1. The trial court found that plaintiff stated no claims for the various statutory violations alleged. As for Civil Code sections 2923.52 and 2923.53, the courts have held that there is no private right of action. (Vuki v. Superior Court (2010) 189 Cal.App.4th 791, 794, 799 ["neither section 2923.52 nor section 2923.53 provides any private right of action"; "[e]nforcement of sections 2923.52 and 2923.53 is committed to regulatory agencies, which have implicit power to terminate the license of any company whose program is not in compliance"].) While there is a private right of action under Civil Code section 2923.5, "[t]he right of action is limited to obtaining a postponement of an impending foreclosure to permit the lender to comply with section 2923.5." (Mabry v. Superior Court (2010) 185 Cal.App.4th 208, 214.) And while plaintiff alleged that defendants violated Civil Code sections 2924 (governing exercise of the power of sale), she does not explain how they did so. Nor does plaintiff claim to have tendered full payment, and "[i]t is settled that an action to set aside a trustee's sale for irregularities in sale notice or procedure should be accompanied by an offer to pay the full amount of the debt for which the property was security." (Arnolds Management Corp. v. Eischen (1984) 158 Cal.App.3d 575, 578, quoted in Mabry, at p. 225.)

2. As for plaintiff's claim alleging violation of the Real Estate Settlement Procedures Act and implementing regulations, we agree with the trial court's conclusion in its March 25, 2011 ruling that plaintiff "has not alleged how JP Morgan Chase has violated any provision of the . . . Act or the regulations relating to it . . . ." We are likewise unable to deduce from the complaint how defendants violated the federal statute and regulation cited. (The trial court also pointed out, in its March 25, 2011 ruling, that documents of which it took judicial notice (including the purchase agreement under which JP Morgan Chase obtained Washington Mutual's assets) showed that the FDIC assumed liability for claims against Washington Mutual, so JP Morgan Chase is not liable for any wrongdoing by Washington Mutual.) The further claim in this cause of action that Deutsche Bank " 'chilled the bidding' " by failing to advertise the foreclosure sale bears no apparent relation to the federal statute.

◆ AIM 1 ◆
Format every line of the labeling entries below as a JSON list of strings, one string per line, with blank lines left out.
The court excerpt has no connection to the entries that come after it.

◆ RECORDED DATA ◆
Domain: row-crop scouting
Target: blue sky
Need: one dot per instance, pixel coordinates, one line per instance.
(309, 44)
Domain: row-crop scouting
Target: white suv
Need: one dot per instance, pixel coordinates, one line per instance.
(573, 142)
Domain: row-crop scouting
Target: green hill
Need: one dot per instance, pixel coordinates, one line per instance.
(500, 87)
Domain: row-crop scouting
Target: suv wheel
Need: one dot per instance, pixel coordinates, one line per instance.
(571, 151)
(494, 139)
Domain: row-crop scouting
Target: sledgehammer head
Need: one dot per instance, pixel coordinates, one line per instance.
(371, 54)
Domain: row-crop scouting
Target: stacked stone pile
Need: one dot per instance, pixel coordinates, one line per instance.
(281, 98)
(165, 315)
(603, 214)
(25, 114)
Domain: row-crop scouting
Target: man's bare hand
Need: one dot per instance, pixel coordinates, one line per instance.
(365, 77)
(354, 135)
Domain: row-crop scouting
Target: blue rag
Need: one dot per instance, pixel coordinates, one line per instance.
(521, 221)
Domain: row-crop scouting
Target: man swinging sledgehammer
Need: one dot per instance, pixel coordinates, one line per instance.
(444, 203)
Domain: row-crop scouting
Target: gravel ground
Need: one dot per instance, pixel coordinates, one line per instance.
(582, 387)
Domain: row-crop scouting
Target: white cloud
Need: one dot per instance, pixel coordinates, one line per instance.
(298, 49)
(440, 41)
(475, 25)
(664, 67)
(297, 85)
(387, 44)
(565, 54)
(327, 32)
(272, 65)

◆ AIM 2 ◆
In the court excerpt, who assumed liability for claims against Washington Mutual?

◆ TASK OUTPUT 1 ◆
[
  "Domain: row-crop scouting",
  "Target: blue sky",
  "Need: one dot per instance, pixel coordinates, one line per instance.",
  "(309, 44)",
  "Domain: row-crop scouting",
  "Target: white suv",
  "Need: one dot per instance, pixel coordinates, one line per instance.",
  "(573, 142)",
  "Domain: row-crop scouting",
  "Target: green hill",
  "Need: one dot per instance, pixel coordinates, one line per instance.",
  "(500, 87)",
  "Domain: row-crop scouting",
  "Target: suv wheel",
  "Need: one dot per instance, pixel coordinates, one line per instance.",
  "(571, 151)",
  "(494, 139)",
  "Domain: row-crop scouting",
  "Target: sledgehammer head",
  "Need: one dot per instance, pixel coordinates, one line per instance.",
  "(371, 54)",
  "Domain: row-crop scouting",
  "Target: stacked stone pile",
  "Need: one dot per instance, pixel coordinates, one line per instance.",
  "(281, 98)",
  "(165, 315)",
  "(603, 214)",
  "(25, 114)",
  "Domain: row-crop scouting",
  "Target: man's bare hand",
  "Need: one dot per instance, pixel coordinates, one line per instance.",
  "(365, 77)",
  "(354, 135)",
  "Domain: row-crop scouting",
  "Target: blue rag",
  "Need: one dot per instance, pixel coordinates, one line per instance.",
  "(521, 221)",
  "Domain: row-crop scouting",
  "Target: man swinging sledgehammer",
  "Need: one dot per instance, pixel coordinates, one line per instance.",
  "(444, 203)",
  "Domain: row-crop scouting",
  "Target: gravel ground",
  "Need: one dot per instance, pixel coordinates, one line per instance.",
  "(582, 387)",
  "Domain: row-crop scouting",
  "Target: white cloud",
  "Need: one dot per instance, pixel coordinates, one line per instance.",
  "(298, 49)",
  "(440, 41)",
  "(475, 25)",
  "(664, 67)",
  "(297, 85)",
  "(387, 44)",
  "(565, 54)",
  "(327, 32)",
  "(272, 65)"
]

◆ TASK OUTPUT 2 ◆
The FDIC.